EXERCISE DETAILS =>
Format the part of the listing from the line containing "plant, it would be much appreciated." down to the line containing "POLYGON ((520 182, 527" as a two-column CSV with the header columns instruction and response. Each row should hold the text to be answered and its reply, each in one quoted field with line breaks turned into spaces.

SUPPLIED RECORDS =>

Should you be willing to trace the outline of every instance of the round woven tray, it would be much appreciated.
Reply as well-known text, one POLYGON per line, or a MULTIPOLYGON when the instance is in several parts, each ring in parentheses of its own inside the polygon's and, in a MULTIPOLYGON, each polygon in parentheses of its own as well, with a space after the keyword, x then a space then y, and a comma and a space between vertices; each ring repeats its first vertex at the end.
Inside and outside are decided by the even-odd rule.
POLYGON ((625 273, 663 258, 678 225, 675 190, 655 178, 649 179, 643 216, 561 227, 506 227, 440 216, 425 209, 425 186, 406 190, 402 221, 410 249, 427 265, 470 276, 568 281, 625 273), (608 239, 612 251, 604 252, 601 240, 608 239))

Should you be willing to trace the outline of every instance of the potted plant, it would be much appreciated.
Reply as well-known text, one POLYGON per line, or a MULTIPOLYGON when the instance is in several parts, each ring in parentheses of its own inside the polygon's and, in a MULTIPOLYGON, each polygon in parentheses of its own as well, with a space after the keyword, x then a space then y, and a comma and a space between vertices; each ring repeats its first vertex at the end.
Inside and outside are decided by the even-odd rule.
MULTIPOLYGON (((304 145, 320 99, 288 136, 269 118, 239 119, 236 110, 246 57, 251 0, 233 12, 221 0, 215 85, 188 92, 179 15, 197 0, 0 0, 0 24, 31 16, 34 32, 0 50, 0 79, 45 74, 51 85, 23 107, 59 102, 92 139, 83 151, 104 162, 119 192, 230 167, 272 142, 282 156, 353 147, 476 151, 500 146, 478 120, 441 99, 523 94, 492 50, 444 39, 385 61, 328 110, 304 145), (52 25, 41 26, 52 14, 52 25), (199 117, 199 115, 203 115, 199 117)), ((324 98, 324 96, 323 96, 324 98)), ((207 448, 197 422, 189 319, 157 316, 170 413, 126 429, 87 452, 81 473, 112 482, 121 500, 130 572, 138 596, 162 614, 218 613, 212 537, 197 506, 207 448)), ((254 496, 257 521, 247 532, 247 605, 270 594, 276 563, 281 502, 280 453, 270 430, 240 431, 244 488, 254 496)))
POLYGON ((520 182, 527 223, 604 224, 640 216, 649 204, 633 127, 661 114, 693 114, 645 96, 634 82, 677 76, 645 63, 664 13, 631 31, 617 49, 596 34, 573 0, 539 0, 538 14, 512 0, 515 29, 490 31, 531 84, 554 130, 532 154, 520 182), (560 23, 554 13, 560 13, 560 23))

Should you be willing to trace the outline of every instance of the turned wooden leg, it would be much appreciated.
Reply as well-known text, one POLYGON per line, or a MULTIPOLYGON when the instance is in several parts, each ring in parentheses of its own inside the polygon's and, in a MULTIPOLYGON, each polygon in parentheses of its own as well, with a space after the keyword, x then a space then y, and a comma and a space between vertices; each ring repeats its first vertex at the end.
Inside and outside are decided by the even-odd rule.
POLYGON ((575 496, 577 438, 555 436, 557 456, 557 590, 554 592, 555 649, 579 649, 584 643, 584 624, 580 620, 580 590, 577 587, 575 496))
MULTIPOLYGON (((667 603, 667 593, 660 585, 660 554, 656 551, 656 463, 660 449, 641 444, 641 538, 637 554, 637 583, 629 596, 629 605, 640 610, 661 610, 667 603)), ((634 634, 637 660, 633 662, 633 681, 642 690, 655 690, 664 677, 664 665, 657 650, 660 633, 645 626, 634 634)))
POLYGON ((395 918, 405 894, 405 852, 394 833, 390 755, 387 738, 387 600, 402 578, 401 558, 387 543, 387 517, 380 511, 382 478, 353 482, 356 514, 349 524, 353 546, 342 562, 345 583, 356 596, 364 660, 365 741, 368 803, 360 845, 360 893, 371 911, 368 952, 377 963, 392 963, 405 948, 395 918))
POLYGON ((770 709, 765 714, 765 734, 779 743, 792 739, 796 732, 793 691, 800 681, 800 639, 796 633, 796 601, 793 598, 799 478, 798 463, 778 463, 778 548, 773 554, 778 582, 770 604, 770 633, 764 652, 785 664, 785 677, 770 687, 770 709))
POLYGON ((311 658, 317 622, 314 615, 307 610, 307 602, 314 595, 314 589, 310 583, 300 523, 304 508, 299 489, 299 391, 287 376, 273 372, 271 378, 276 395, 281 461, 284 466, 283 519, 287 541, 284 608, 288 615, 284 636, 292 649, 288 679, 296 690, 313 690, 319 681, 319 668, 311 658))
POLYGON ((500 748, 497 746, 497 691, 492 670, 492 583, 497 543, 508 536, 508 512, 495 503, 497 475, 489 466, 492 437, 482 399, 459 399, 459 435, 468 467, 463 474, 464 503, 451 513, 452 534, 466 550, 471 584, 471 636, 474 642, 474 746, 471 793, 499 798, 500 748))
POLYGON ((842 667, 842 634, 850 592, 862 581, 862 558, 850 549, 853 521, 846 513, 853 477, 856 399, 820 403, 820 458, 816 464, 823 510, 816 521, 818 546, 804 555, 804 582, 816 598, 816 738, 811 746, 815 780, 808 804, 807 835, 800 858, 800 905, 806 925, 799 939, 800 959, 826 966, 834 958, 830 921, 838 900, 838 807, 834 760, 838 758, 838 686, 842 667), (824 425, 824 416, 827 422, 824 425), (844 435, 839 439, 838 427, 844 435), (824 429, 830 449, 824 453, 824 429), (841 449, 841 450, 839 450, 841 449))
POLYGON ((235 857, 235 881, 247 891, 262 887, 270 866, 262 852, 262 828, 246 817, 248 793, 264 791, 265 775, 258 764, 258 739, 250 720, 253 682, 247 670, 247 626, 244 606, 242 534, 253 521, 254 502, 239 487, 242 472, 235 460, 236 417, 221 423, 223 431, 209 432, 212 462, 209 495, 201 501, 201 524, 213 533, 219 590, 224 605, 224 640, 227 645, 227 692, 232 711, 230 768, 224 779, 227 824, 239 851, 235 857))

WRITTEN SOLUTION =>
instruction,response
"Should you be willing to trace the outline of every instance of the potted plant, it would be much appreciated. Reply as well-known text, one POLYGON per line, or a MULTIPOLYGON when the instance is in several parts, each ring in parentheses of its own inside the polygon's and, in a MULTIPOLYGON, each polygon in parentheses of its own as well, with a space after the keyword, x then a space then y, and a comma and a space between vertices; each ring repeats its first vertex at the end. Inside and outside are decided by the even-odd rule.","MULTIPOLYGON (((304 145, 320 99, 288 136, 269 118, 239 119, 236 110, 246 57, 251 0, 233 12, 221 0, 215 85, 188 92, 179 15, 197 0, 0 0, 0 24, 31 16, 34 32, 0 50, 0 79, 45 74, 51 85, 23 107, 59 102, 92 139, 83 151, 104 162, 119 192, 230 167, 272 142, 282 156, 353 147, 476 151, 500 146, 478 120, 441 99, 523 94, 492 50, 444 39, 385 61, 328 110, 304 145), (52 25, 41 26, 52 14, 52 25), (199 117, 199 115, 203 115, 199 117)), ((324 98, 324 96, 323 96, 324 98)), ((207 448, 197 422, 189 319, 157 316, 170 413, 126 429, 87 452, 81 473, 112 482, 121 500, 130 572, 138 596, 162 614, 218 613, 212 537, 197 506, 207 448)), ((254 496, 257 521, 247 532, 247 605, 270 594, 276 563, 281 502, 280 453, 270 430, 240 431, 244 488, 254 496))) POLYGON ((520 182, 527 223, 604 224, 640 216, 649 204, 633 127, 661 114, 693 114, 645 96, 634 82, 677 76, 645 63, 664 13, 631 31, 617 49, 596 34, 573 0, 539 0, 538 14, 512 0, 515 29, 490 31, 531 84, 554 130, 532 154, 520 182), (560 23, 554 13, 560 13, 560 23))"